*** Exercise data ***

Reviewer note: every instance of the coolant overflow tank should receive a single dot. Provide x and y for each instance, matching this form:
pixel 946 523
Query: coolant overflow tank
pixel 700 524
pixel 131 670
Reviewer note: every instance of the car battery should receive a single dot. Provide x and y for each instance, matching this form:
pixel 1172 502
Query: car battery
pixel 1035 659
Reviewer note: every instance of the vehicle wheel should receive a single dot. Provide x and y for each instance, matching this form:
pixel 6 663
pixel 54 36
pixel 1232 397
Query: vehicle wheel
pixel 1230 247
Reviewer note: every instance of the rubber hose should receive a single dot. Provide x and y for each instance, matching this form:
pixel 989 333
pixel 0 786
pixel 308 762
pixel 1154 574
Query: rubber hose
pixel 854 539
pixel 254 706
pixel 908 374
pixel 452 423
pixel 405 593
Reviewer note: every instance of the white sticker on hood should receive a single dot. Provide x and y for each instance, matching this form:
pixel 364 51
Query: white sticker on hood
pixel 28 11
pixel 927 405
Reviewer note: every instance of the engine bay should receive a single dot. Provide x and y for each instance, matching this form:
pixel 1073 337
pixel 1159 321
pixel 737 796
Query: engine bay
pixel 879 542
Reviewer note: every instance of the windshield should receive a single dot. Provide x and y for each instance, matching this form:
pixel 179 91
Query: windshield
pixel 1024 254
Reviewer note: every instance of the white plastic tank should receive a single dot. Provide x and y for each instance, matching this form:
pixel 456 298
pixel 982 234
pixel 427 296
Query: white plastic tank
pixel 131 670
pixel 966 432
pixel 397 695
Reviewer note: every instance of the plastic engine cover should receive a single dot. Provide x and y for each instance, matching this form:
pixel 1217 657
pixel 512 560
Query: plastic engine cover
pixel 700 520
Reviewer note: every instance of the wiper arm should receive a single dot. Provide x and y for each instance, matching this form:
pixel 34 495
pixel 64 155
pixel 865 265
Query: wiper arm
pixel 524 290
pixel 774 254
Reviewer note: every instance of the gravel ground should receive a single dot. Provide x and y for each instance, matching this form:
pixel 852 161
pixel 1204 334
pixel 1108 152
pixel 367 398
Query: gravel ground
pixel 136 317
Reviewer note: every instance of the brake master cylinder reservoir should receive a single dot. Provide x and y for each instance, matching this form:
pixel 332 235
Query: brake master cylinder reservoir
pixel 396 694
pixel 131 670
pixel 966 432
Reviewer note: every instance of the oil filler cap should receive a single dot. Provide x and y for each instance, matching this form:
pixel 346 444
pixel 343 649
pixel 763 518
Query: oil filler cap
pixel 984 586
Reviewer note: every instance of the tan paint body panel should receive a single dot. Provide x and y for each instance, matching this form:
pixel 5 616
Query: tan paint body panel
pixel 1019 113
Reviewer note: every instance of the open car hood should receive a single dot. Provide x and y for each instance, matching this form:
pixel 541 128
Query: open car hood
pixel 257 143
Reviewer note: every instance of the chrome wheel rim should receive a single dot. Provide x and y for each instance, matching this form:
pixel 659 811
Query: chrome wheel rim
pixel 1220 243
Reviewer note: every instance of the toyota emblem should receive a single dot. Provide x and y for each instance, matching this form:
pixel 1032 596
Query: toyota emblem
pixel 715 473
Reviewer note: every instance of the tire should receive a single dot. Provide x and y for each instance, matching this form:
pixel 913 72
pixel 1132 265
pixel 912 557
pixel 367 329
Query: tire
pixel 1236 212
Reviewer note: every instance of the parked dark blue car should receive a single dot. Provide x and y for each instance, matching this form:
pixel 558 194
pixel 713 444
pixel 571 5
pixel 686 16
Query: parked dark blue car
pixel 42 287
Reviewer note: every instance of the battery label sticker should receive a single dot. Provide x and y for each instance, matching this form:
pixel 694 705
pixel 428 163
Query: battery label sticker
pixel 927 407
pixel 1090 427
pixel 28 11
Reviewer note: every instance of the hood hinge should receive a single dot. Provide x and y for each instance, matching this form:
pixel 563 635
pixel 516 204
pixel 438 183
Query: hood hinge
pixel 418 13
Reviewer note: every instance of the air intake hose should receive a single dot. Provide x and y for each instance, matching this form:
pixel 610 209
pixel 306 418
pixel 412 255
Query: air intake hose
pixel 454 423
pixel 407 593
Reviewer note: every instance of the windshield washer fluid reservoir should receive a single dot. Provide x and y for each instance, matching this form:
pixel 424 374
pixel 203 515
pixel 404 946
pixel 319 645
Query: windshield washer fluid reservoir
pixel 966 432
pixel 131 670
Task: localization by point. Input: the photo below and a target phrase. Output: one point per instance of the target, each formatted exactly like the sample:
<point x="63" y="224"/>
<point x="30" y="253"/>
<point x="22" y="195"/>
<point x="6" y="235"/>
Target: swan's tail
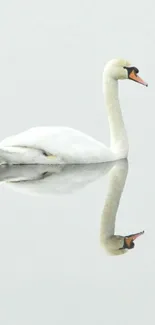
<point x="18" y="155"/>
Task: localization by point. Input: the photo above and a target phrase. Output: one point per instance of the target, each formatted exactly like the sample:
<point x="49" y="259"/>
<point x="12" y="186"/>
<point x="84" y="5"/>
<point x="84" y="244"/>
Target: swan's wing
<point x="71" y="145"/>
<point x="52" y="180"/>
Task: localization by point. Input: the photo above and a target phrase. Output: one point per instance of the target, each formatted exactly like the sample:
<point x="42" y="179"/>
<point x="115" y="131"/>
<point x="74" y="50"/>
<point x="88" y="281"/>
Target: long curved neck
<point x="119" y="140"/>
<point x="117" y="181"/>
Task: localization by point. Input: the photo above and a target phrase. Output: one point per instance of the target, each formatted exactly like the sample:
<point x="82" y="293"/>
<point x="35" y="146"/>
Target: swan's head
<point x="122" y="69"/>
<point x="118" y="245"/>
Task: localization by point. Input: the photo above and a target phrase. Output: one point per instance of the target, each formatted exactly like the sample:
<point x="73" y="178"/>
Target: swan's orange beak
<point x="129" y="239"/>
<point x="133" y="76"/>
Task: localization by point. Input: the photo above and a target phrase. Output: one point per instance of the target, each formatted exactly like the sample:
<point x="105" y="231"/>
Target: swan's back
<point x="68" y="144"/>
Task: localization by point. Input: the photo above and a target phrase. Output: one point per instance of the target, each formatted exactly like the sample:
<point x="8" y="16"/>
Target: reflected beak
<point x="133" y="76"/>
<point x="129" y="239"/>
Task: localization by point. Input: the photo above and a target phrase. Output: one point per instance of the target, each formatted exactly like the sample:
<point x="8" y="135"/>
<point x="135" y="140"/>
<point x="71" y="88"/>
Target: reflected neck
<point x="117" y="180"/>
<point x="118" y="135"/>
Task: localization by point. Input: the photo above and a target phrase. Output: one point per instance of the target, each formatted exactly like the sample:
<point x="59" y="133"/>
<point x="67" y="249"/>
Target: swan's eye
<point x="130" y="69"/>
<point x="135" y="70"/>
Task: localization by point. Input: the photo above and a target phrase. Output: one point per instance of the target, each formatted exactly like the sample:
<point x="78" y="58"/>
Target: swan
<point x="115" y="244"/>
<point x="67" y="179"/>
<point x="63" y="145"/>
<point x="51" y="179"/>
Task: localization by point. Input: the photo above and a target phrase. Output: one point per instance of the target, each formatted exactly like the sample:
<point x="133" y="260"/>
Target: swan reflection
<point x="52" y="179"/>
<point x="115" y="244"/>
<point x="64" y="179"/>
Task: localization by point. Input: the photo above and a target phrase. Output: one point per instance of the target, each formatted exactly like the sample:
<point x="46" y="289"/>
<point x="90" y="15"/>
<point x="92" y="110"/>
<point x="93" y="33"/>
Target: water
<point x="53" y="268"/>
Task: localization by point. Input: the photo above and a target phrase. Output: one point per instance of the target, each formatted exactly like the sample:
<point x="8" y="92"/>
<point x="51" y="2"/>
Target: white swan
<point x="61" y="145"/>
<point x="51" y="179"/>
<point x="115" y="244"/>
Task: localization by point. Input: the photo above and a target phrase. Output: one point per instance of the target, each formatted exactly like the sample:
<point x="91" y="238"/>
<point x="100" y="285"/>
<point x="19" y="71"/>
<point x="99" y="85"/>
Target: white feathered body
<point x="68" y="146"/>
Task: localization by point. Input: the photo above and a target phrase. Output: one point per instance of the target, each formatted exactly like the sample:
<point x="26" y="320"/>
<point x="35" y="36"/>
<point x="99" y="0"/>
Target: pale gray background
<point x="53" y="270"/>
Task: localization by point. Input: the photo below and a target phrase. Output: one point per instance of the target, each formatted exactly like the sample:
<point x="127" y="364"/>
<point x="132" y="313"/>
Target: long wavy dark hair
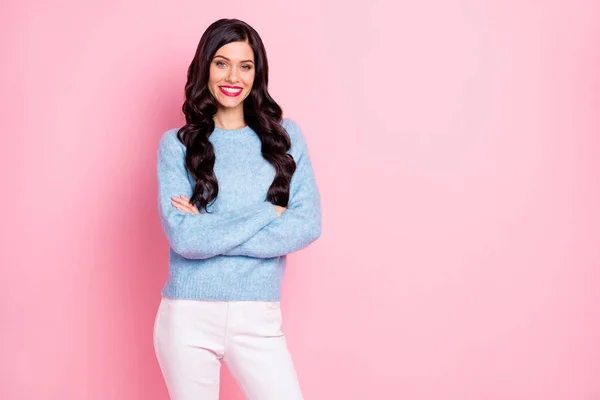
<point x="261" y="113"/>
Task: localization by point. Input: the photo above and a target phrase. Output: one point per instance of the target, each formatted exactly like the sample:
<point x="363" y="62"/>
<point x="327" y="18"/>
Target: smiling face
<point x="232" y="74"/>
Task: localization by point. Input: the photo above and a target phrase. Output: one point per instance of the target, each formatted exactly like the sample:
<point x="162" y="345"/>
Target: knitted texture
<point x="238" y="250"/>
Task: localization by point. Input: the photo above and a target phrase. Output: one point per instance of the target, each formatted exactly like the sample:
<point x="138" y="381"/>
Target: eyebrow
<point x="230" y="60"/>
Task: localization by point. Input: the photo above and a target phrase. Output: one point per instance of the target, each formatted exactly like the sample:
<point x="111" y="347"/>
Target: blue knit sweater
<point x="238" y="250"/>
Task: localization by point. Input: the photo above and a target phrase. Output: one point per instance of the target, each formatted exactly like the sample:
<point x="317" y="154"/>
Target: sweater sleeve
<point x="300" y="224"/>
<point x="204" y="235"/>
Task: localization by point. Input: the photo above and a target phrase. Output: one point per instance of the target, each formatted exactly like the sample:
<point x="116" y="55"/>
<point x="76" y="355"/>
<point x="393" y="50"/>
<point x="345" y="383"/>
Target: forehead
<point x="236" y="51"/>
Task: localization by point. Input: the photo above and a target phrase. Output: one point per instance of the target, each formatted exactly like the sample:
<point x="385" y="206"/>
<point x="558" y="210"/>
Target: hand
<point x="279" y="210"/>
<point x="183" y="204"/>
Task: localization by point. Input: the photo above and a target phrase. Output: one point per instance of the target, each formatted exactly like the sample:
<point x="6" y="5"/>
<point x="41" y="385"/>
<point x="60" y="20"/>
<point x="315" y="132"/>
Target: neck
<point x="230" y="118"/>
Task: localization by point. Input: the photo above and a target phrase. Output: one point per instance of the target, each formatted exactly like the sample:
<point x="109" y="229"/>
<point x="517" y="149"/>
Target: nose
<point x="232" y="75"/>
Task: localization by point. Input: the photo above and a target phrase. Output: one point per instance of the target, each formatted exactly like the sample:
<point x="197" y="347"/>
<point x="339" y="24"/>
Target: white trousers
<point x="193" y="337"/>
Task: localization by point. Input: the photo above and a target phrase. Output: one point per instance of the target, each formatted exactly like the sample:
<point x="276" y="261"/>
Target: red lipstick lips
<point x="231" y="91"/>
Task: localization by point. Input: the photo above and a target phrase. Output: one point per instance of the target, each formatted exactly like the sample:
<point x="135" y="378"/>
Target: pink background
<point x="456" y="148"/>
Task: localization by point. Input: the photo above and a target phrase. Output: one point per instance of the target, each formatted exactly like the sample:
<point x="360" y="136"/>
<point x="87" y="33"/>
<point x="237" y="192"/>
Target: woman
<point x="236" y="194"/>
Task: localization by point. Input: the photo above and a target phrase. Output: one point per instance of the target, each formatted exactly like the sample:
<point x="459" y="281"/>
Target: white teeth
<point x="230" y="90"/>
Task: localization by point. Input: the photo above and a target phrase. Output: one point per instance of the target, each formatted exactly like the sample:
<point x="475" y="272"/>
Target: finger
<point x="180" y="207"/>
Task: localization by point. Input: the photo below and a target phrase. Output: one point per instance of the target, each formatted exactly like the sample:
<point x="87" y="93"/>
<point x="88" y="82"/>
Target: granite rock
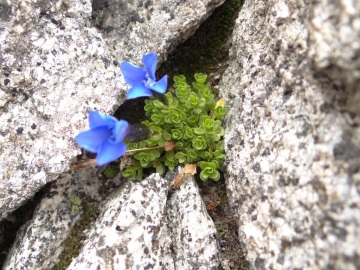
<point x="58" y="61"/>
<point x="70" y="199"/>
<point x="140" y="225"/>
<point x="292" y="133"/>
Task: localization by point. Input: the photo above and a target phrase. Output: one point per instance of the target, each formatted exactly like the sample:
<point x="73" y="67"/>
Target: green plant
<point x="191" y="119"/>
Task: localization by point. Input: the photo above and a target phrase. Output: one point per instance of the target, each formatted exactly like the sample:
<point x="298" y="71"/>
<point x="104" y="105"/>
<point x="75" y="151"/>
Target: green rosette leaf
<point x="209" y="170"/>
<point x="157" y="118"/>
<point x="199" y="143"/>
<point x="200" y="78"/>
<point x="192" y="155"/>
<point x="182" y="157"/>
<point x="188" y="133"/>
<point x="220" y="112"/>
<point x="176" y="134"/>
<point x="206" y="155"/>
<point x="193" y="120"/>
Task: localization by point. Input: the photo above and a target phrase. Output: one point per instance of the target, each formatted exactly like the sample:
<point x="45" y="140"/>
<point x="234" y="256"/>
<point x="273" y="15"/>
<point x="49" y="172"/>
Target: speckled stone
<point x="58" y="61"/>
<point x="194" y="235"/>
<point x="41" y="240"/>
<point x="292" y="133"/>
<point x="132" y="231"/>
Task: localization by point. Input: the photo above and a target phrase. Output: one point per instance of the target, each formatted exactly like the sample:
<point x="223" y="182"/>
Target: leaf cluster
<point x="188" y="116"/>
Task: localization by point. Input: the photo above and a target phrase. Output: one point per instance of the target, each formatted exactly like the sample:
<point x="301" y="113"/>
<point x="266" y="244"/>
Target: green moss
<point x="75" y="241"/>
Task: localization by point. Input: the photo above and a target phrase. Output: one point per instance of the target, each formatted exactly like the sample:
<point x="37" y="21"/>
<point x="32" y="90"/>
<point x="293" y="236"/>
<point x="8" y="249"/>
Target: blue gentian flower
<point x="105" y="137"/>
<point x="143" y="80"/>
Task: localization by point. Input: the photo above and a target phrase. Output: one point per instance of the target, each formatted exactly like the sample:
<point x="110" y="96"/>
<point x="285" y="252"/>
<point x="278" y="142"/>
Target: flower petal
<point x="161" y="85"/>
<point x="132" y="74"/>
<point x="110" y="151"/>
<point x="92" y="139"/>
<point x="150" y="62"/>
<point x="120" y="130"/>
<point x="138" y="90"/>
<point x="97" y="119"/>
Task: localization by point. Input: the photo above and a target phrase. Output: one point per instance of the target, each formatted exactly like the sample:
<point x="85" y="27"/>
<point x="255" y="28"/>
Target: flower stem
<point x="146" y="148"/>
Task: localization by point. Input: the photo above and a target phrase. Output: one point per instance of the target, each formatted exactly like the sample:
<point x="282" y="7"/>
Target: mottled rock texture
<point x="193" y="232"/>
<point x="292" y="133"/>
<point x="141" y="225"/>
<point x="70" y="199"/>
<point x="59" y="60"/>
<point x="132" y="231"/>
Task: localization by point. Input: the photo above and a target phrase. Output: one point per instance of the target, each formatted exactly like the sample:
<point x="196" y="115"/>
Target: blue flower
<point x="105" y="137"/>
<point x="143" y="80"/>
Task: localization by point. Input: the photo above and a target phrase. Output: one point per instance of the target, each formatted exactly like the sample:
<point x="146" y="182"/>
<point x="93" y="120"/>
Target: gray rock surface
<point x="193" y="232"/>
<point x="70" y="198"/>
<point x="292" y="133"/>
<point x="56" y="66"/>
<point x="140" y="225"/>
<point x="132" y="231"/>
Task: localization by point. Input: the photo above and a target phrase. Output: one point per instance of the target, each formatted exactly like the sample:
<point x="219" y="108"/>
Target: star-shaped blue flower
<point x="105" y="137"/>
<point x="142" y="81"/>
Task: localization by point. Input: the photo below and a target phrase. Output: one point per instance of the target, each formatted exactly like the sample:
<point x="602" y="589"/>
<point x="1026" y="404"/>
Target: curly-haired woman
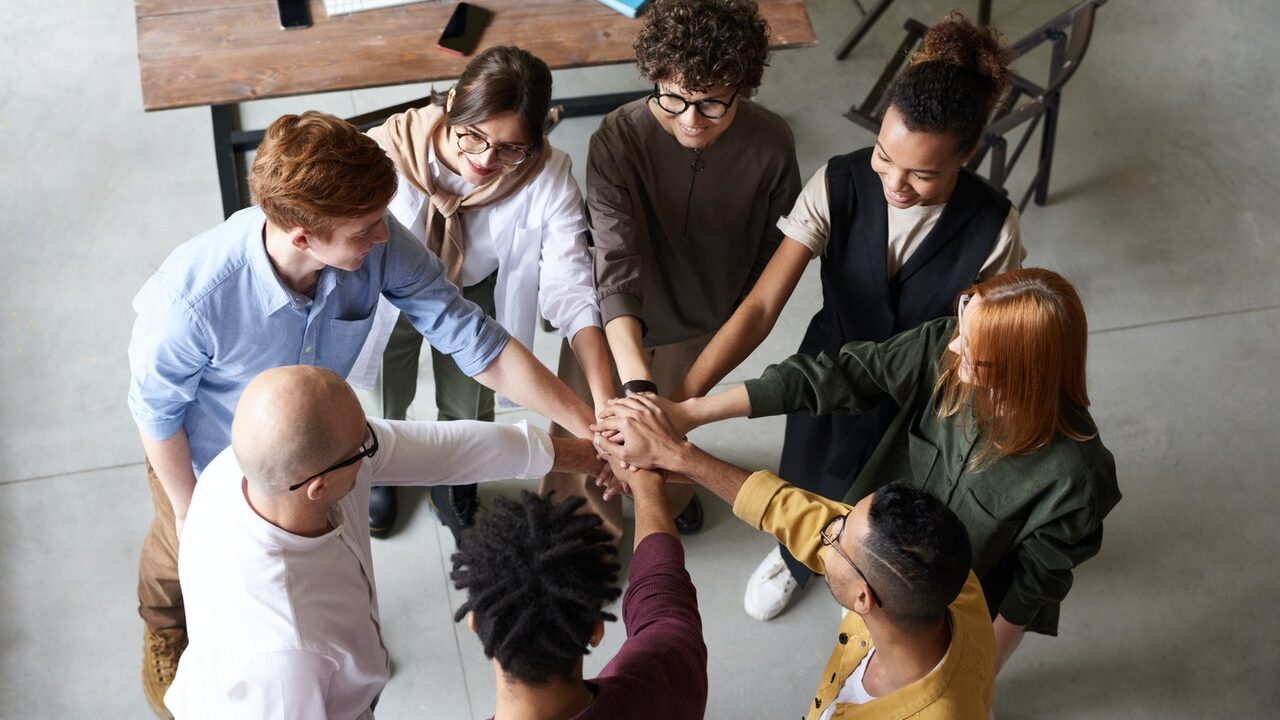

*** End of Exercise data ***

Give back exactly the lines above starting at the line where "Query: car battery" appears and ending at the line where "pixel 737 796" appears, both included, with no other lines.

Result for this exercise »
Query: car battery
pixel 1035 659
Reviewer note: every instance of the vehicle wheel should receive a single dot. Provide x and y for each instance, matching this form:
pixel 6 663
pixel 54 36
pixel 1232 397
Query: vehicle wheel
pixel 1230 247
Reviewer note: every instance of the rubber hose should receive a single dot. Provide x and y for each instance, matching this form:
pixel 989 333
pixel 0 786
pixel 308 762
pixel 1154 574
Query: rubber hose
pixel 854 539
pixel 254 706
pixel 908 374
pixel 452 423
pixel 405 593
Reviewer note: every instance of the white sticker on hood should receive a single dot. Provide x and y for each instance, matching this form:
pixel 364 51
Query: white sticker on hood
pixel 28 11
pixel 927 405
Reviewer note: every instance of the engine bay should receive a single dot. Provide x and y for each instance, matching this form:
pixel 1073 337
pixel 1159 321
pixel 737 796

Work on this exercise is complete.